[BEGIN READING PASSAGE]

On Jun 18, 2008, at 14:29, Joyesh Mishra wrote:
1 function get_foo (int userid) {
2 result = memcached_fetch("userrow:" + userid);
3 if (!result) {
4 result = db_select("SELECT * FROM users WHERE userid = ?",
userid);
5 memcached_add("userrow:" + userid, result);
6 }
7 return result;
8}
9 function update_foo(int userid, string dbUpdateString) {
10 result = db_execute(dbUpdateString);
11 if (result) {
12 data =
createUserDataFromDBString(dbUpdateString);
13 memcached_set("userrow:" + userid, data);
14 }
15}
*******
Imagine a table now getting queried on 2 columns say userid and
username
Q1:
If we have 100 processes each executing the get_foo function, and
lets say
memcached does not have the key. As there would be a delay between
executing Line 2 and Line 5,
there would be atleast dozens of processes querying the db and
executing Line 5 creating more
bottleneck on the memcached server - How does it scale then (Imagine
a million processes now getting triggered)?
I understand it is the initial load factorbut how do you take this
into account while starting up the memcached servers?
The bottleneck isn't on the memcache server, it's on your DB. In
that case, sounds like you've got a really popular user. :)
You may have a bit of a thundering herd problem. If it's too
intense, you can create (or find) a locking mechanism to prevent the
thundering herd from thundering too hard.
Q2:
Now imagine, you have 100 processes again querying the key out of
which 50 execute get_foo() and 50 update_foo().

[END READING PASSAGE]
[BEGIN INFORMATION SUPPLIED]

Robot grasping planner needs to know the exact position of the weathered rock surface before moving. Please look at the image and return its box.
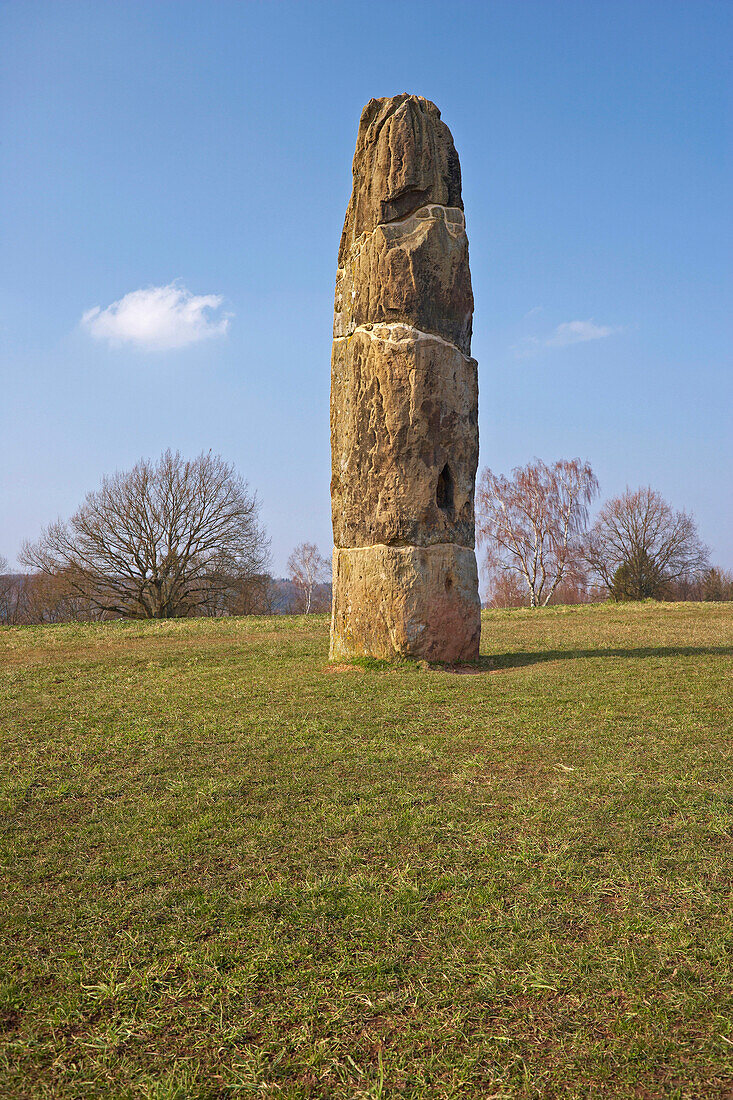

[END INFORMATION SUPPLIED]

**AIM OF THE EXERCISE**
Copy out the part of the memcached thread that begins with the words "The bottleneck isn't" and ends with "thundering too hard.".

**THE SOLUTION**
The bottleneck isn't on the memcache server, it's on your DB. In
that case, sounds like you've got a really popular user. :)
You may have a bit of a thundering herd problem. If it's too
intense, you can create (or find) a locking mechanism to prevent the
thundering herd from thundering too hard.